◆ Task goal:
According to the NIH blood pressure study article, what systolic blood pressure level did the SPRINT trial lower patients to with medicines?

◆ Text provided:

....

NIH Study Reveals That a Lower Systolic Pressure Reduces Cardiovascular Events and Mortality Rates

NIH Study Reveals That a Lower Systolic Pressure Reduces Cardiovascular Events and Mortality Rates

High blood pressure, also referred to as hypertension, is defined in adults as blood pressure higher than 140/90 mm Hg. The condition is a leading cause of disability and mortality in the United States and worldwide, increasing the risk of stroke, heart attack, kidney failure and other medical conditions. It is estimated that 1 in 3 individuals in the United States is hypertensive.

It has been reported that individuals with high blood pressure who are able to maintain their systolic pressure (blood pressure when the heart contracts) in the normal range, meaning below 140 mm Hg, can live longer lives and are less likely to suffer a stroke, heart attack or heart failure.

Now, the Systolic Blood Pressure Intervention Trial (SPRINT) funded by the National Institutes of Health (NIH), revealed that the use of medicines (with careful adjustments) to decrease systolic blood pressure to levels around 120 mm Hg, rather than below the currently recommended 140 mm Hg for healthy adults (130 mm Hg for adults with kidney disease or diabetes), led to even better clinical outcomes in patients with high blood pressure.

....

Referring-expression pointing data
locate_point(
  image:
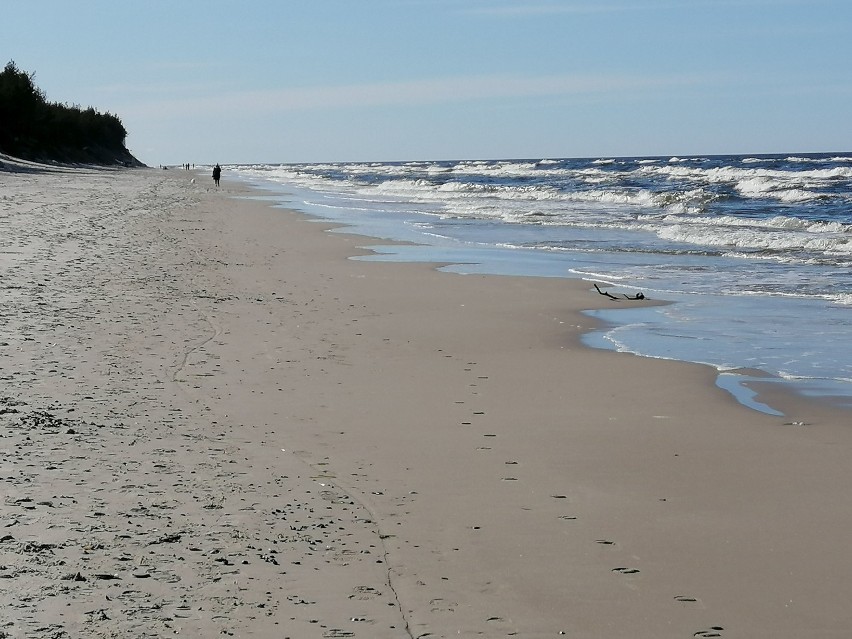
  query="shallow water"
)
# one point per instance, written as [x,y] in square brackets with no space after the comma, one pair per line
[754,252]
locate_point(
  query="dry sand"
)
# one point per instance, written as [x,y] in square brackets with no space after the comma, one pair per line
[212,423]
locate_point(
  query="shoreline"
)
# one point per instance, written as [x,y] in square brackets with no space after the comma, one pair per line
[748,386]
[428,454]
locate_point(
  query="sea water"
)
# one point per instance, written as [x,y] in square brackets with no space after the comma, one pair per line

....

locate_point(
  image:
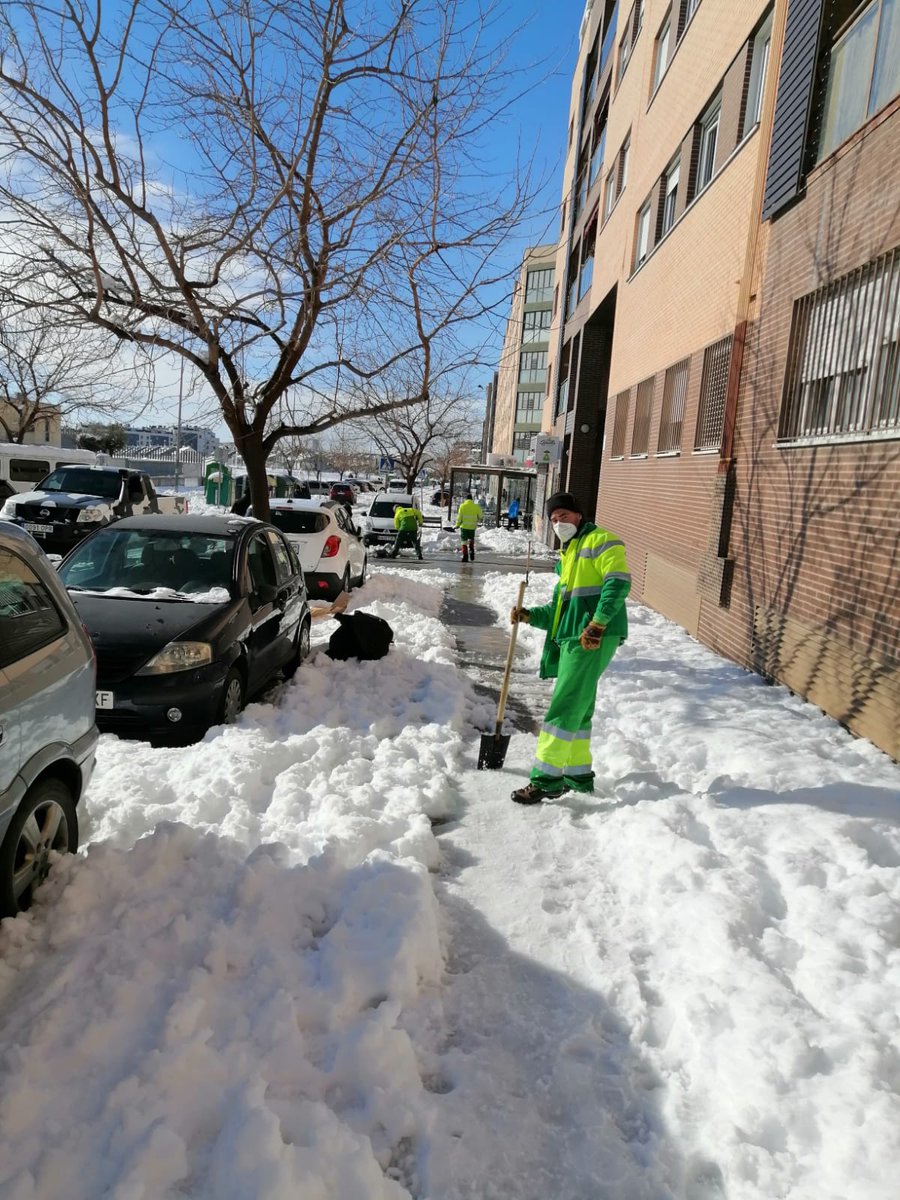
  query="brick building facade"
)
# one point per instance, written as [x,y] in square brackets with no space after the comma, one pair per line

....

◆ Your response:
Levels around 120 mm Hg.